_Work order_. The whole of the data is to be duplicated precisely.
*** Data ***
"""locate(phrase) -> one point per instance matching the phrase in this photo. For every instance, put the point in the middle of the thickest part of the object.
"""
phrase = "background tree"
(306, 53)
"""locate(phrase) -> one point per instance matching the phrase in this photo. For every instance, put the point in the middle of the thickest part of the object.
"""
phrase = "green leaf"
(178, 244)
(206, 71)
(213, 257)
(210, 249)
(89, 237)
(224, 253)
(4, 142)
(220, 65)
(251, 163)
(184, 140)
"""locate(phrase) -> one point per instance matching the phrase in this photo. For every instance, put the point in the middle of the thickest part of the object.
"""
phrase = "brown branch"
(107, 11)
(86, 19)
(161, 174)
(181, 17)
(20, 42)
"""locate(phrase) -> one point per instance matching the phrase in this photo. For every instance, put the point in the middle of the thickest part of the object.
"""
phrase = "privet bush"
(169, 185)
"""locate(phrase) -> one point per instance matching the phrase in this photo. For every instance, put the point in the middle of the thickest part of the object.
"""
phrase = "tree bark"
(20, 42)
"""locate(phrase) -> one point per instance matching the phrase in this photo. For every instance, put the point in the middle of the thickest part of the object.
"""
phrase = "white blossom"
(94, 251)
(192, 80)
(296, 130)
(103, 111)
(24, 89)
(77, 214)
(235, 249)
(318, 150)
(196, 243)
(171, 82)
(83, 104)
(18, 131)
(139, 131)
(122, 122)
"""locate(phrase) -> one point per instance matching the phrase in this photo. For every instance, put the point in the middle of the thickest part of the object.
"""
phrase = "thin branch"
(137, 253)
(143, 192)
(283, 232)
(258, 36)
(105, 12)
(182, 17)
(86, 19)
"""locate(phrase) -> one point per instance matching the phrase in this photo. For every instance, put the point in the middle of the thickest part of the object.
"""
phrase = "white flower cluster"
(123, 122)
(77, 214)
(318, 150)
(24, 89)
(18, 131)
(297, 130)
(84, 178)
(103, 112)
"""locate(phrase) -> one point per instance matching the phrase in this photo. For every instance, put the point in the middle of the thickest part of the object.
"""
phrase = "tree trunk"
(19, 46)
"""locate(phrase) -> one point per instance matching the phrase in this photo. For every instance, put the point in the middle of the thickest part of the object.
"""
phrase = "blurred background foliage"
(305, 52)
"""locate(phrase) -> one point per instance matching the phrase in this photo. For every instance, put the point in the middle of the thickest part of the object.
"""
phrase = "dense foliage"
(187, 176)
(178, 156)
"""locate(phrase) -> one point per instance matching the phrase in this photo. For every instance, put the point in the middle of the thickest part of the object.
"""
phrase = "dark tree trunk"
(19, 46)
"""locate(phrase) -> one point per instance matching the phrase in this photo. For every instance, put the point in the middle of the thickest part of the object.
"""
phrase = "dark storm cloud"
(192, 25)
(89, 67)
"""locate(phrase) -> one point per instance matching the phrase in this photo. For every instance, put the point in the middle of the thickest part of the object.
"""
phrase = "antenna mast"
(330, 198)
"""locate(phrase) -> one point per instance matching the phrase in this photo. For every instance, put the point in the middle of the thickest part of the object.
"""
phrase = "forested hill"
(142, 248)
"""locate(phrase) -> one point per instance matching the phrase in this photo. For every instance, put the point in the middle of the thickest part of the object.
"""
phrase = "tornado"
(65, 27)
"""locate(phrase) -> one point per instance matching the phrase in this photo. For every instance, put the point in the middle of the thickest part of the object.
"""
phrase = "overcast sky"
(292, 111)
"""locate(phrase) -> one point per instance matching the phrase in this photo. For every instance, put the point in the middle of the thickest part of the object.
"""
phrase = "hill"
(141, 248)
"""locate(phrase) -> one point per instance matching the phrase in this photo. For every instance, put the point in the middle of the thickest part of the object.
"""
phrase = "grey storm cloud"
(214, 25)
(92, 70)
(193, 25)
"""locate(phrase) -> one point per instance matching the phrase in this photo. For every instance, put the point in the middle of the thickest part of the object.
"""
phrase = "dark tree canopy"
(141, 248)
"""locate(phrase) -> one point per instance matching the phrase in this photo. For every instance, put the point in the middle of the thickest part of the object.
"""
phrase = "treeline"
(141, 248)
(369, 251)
*** End of Data ***
_Finished exercise_.
"""locate(phrase) -> one point per instance matching the phrase in this photo. For every instance, put the point in the middle of the thickest part of the object.
"""
phrase = "background tree"
(306, 53)
"""locate(phrase) -> one point per instance matching the phrase in this photo. For every instance, put the point in the middle of the thickest part of the object.
"""
phrase = "green leaf"
(178, 244)
(206, 71)
(213, 257)
(210, 249)
(89, 237)
(224, 253)
(4, 142)
(220, 65)
(251, 163)
(184, 140)
"""locate(phrase) -> one point per instance matching the phrase in this photo. For every instance, put the point in the middle of the thickest part of the object.
"""
phrase = "brown branch"
(107, 11)
(86, 19)
(161, 174)
(181, 17)
(20, 42)
"""locate(phrase) -> one point per instance matching the phrase in this photo. For every instance, put the point in the middle of the thickest part of the object.
"""
phrase = "privet bush"
(169, 185)
"""locate(phrase) -> one point per instance matching the phrase in this photo. For every instance, put the point in the middle of the thickest part of the object.
"""
phrase = "tree bark"
(20, 42)
"""locate(phrase) -> one point per instance matching the phrase in this photo. For every instance, put the point in the middle of the thickest part of the object.
"""
phrase = "white blossom"
(94, 251)
(192, 80)
(296, 130)
(103, 111)
(24, 89)
(77, 214)
(235, 249)
(318, 150)
(196, 243)
(171, 82)
(83, 104)
(18, 131)
(139, 131)
(122, 122)
"""locate(phrase) -> one point per instance matching the phrase in this photo. For every instance, put the point in the middle of the thickest part of the object.
"""
phrase = "thin branch"
(137, 253)
(143, 192)
(283, 232)
(258, 36)
(105, 12)
(182, 17)
(86, 19)
"""locate(phrase) -> one point per instance matching the phrase in this photo. For every instance, put the point in the middle of the thickest part of the object.
"""
phrase = "white flower cluster"
(123, 122)
(77, 214)
(318, 150)
(24, 89)
(18, 131)
(297, 130)
(84, 178)
(103, 112)
"""locate(phrase) -> one point per instance matching the phrase in this photo. For every instance, put the point in the middle of the thickest part of the object.
"""
phrase = "tree trunk"
(19, 46)
"""locate(phrase) -> one point per instance matching the phrase in this photo. For every instance, put the point in the middle of the thickest part of the object.
"""
phrase = "blurred background foliage"
(305, 52)
"""locate(phrase) -> one point per instance matching the phrase in this photo. For every instance, put the point in the middle of the thickest part of the object.
"""
phrase = "dense foliage"
(187, 176)
(178, 156)
"""locate(phrase) -> one point per instance matching the phrase in this photo. For every instance, put the point in the middle of the thickest part of the object.
"""
phrase = "dark tree trunk"
(19, 46)
"""locate(phrase) -> one point per instance matching the phrase in this photo. For every instance, put the point in the middle of the thickest part of the object.
"""
phrase = "dark storm cloud"
(192, 25)
(89, 67)
"""locate(phrase) -> one point per instance matching the phrase in this photo. For every instance, put the point in the middle of the thickest part of the object.
"""
phrase = "antenna mast"
(330, 198)
"""locate(phrase) -> one point per instance matching the phrase in this photo. For every instance, put the point in the middle of the thickest part of the object.
"""
phrase = "forested hill"
(142, 248)
"""locate(phrase) -> one point per instance matching the phrase in this photo. For every instance, put the point in the middle of the thickest part of the object.
"""
phrase = "tornado"
(65, 27)
"""locate(phrase) -> one point per instance matching the phrase in this photo. For every instance, put the point in the middle of the thickest part of the object.
"""
phrase = "overcast sky"
(292, 111)
"""locate(phrase) -> one point per instance matching the phrase in this photo. For every instance, put the point in the middle of the thickest part of the object.
"""
phrase = "hill"
(141, 248)
"""locate(phrase) -> one point per instance matching the phrase in this photo. For every instance, put the point in the middle of the thickest part of the object.
"""
phrase = "grey storm cloud"
(214, 25)
(92, 70)
(193, 25)
"""locate(phrase) -> one point per instance matching the phrase in this photo. For every instance, put the point in the middle of the thickest part of the object.
"""
phrase = "dark tree canopy"
(141, 248)
"""locate(phrase) -> one point per instance matching the phrase in this photo. For every instance, put the point in the middle of the thickest part of the object.
"""
phrase = "treeline"
(141, 248)
(369, 251)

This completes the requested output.